Extract to read →

—————

# Cider gravity



## chopdog (9/4/15)

G'day fellas, last night I thru 20L of aldi Apple juice in the fermenter, a packet of us04 and yeast nutrient. I forgot to take the sg. Can anyone who has done this cider pass on their sg.
Cheers


----------



## LiquidGold (9/4/15)

Should be roughly 1.040 but to be sure you could check the sugar content on the label and use ian's spreadsheet to calculate the og based on how much sugar you have per litre.


----------



## LiquidGold (9/4/15)

Or you could get another bottle of apple juice and take a reading from that.


----------



## chopdog (9/4/15)

LiquidGold said:


> Or you could get another bottle of apple juice and take a reading from that.


Hahaha yeah so true!!!


----------



## troopa (10/4/15)

last couple of batches ive done have been smack on 1040
late last year there was one at 1044... makes no difference in the end


----------



## Reman (10/4/15)

An apple and pear I did recently started at 1.048, that was probably about 60% Apple and 40% pear.


----------



## superstock (10/4/15)

My Aldi or Woolies straight apple juice usually go 1046


----------



## MickJ (11/4/15)

Hi
Am getting ready to do about 12 test 4.5 litre cider brews with different yeasts,lactose,pectinase and primers ..................
So have 24 litres of Aldi juice ready and tested it a week ago...................

apple juice SG 1040 PH 3.4
apple juice and 20% RO water SG 1038 PH 3.6
apple juice, 20% RO water and 10g white table sugar (= 1150g in 23 litres) SG 1052 PH 3.5

So after this post I now know I don't have one for only apple juice and sugar............
Also the amount of sugar will change the SG..............

MickJ


----------

—————

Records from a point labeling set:
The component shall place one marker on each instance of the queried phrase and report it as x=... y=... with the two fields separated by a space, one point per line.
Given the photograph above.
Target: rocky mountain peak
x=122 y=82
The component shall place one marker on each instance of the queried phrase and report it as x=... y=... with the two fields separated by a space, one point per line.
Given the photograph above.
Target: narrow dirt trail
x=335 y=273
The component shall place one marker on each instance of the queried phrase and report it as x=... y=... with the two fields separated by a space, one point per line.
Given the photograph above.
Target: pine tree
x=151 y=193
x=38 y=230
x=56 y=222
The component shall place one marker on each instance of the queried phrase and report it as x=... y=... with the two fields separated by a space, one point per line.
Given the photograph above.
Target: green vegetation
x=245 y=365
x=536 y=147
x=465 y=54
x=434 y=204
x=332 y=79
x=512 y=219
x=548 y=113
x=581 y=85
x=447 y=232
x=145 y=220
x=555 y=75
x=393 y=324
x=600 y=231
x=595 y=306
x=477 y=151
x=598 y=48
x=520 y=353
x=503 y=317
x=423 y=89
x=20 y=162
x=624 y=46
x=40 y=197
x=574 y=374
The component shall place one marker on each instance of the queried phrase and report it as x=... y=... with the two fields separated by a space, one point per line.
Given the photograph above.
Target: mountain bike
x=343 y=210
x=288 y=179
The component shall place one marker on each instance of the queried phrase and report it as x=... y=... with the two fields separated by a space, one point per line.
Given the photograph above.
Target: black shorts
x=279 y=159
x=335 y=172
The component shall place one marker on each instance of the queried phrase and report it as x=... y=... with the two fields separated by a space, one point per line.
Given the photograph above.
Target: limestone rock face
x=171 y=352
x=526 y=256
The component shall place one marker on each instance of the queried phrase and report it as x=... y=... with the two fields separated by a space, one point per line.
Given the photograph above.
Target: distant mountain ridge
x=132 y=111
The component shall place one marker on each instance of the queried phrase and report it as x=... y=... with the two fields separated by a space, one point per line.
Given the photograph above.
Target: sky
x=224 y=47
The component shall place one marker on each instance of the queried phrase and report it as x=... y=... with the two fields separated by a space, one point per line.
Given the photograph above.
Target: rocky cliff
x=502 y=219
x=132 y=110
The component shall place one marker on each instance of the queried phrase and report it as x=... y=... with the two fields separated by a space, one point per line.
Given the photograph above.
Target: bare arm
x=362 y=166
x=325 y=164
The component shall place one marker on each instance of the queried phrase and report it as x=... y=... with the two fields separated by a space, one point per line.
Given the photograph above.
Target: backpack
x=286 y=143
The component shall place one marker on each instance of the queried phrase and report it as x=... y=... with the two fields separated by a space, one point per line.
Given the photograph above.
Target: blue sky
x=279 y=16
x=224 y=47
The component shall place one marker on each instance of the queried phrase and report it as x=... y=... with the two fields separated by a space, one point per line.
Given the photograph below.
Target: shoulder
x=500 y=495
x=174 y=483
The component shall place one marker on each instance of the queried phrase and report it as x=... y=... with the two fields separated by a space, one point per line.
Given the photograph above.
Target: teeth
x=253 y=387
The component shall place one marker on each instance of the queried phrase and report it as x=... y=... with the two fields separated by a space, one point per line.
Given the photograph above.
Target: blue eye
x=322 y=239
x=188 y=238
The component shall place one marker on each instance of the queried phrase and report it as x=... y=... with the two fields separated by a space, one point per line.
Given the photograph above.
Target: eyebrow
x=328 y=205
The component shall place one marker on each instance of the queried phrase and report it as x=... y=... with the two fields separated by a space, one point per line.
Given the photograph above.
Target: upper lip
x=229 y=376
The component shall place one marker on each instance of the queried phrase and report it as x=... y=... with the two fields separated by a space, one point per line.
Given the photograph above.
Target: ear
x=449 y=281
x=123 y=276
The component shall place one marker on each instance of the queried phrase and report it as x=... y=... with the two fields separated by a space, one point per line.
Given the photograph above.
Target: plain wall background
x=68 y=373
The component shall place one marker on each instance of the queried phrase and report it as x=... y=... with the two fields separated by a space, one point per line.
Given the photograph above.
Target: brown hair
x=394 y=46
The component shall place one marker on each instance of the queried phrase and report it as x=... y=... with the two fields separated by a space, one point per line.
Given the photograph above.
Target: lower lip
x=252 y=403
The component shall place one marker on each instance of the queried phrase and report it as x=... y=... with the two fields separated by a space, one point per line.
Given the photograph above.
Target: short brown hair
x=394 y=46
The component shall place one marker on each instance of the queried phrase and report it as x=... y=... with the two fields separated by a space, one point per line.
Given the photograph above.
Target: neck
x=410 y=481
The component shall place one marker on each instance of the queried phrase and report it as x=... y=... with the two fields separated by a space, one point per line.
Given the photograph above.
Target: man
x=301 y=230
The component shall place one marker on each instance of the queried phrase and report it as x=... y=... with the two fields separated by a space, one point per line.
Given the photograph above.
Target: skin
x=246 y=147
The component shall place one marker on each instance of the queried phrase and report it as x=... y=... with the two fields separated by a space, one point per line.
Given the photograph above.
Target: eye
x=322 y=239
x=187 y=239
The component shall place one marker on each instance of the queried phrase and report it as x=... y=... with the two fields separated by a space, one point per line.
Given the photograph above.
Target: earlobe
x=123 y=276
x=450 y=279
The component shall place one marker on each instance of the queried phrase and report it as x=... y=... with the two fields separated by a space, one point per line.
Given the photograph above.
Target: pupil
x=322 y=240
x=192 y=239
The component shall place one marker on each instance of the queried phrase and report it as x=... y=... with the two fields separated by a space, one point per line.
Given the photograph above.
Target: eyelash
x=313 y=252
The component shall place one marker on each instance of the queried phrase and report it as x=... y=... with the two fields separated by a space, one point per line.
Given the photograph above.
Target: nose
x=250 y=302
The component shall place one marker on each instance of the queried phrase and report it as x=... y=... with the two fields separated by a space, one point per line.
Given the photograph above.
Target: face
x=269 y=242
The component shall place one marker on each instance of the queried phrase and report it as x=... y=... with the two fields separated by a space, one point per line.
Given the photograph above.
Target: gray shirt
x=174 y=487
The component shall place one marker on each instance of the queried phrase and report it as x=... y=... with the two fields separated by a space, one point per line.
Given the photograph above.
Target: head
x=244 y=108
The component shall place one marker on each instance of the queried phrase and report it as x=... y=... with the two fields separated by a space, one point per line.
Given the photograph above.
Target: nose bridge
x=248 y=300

—————

The problem →
Answer these questions from the cider gravity thread:
1. What yeast did chopdog add to the fermenter?
2. What gravity did Reman's apple and pear cider start at?
3. What pH did MickJ measure for the apple juice on its own?

Answer for this exercise →
1. A packet of us04
2. 1.048
3. 3.4